■ **TASK INPUTS**:

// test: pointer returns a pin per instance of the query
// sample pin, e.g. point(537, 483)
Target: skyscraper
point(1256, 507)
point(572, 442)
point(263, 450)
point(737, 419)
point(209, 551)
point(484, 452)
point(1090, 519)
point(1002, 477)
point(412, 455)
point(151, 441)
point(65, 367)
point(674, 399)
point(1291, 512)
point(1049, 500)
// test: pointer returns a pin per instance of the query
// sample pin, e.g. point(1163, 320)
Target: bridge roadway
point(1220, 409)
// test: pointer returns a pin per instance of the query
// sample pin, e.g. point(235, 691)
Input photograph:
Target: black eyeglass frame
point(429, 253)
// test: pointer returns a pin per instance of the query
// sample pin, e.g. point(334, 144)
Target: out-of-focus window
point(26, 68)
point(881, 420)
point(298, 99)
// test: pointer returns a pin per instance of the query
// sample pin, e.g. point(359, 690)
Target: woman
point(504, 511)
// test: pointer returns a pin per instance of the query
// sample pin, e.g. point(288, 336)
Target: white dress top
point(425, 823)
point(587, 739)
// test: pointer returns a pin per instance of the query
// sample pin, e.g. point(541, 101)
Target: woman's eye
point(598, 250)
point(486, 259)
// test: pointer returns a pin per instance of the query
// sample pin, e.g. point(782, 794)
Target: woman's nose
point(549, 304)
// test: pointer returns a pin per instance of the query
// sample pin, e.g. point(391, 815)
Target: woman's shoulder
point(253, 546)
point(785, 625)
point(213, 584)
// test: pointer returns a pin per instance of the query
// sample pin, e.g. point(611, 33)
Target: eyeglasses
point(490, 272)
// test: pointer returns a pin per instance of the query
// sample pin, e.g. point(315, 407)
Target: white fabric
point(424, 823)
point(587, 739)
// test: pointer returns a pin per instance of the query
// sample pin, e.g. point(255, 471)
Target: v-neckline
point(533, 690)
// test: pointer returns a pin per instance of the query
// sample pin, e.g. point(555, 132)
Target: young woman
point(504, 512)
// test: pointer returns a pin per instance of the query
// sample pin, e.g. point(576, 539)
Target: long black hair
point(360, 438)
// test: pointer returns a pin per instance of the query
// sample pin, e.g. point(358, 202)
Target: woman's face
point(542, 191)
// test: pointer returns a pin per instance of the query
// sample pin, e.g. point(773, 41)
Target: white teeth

■ **ASSIGNMENT**: Please reproduce the line containing "e.g. point(255, 471)" and each line after it to the end of the listing, exactly, with nothing added or left out.

■ **WRITTEN SOLUTION**:
// sample pin, e.g. point(255, 471)
Target: v-neckline
point(533, 690)
// test: pointer returns a pin per instance of the query
// sample pin, e.g. point(555, 132)
Target: young woman
point(504, 512)
// test: pointer returns a pin per instance of the query
// sample pin, e.g. point(576, 539)
Target: long black hair
point(360, 438)
// test: pointer returns a pin per instance of the query
// sample pin, e.g. point(358, 202)
Target: woman's face
point(542, 191)
// test: pointer returns a pin per instance of the query
// sample pin, e.g. point(773, 41)
Target: white teeth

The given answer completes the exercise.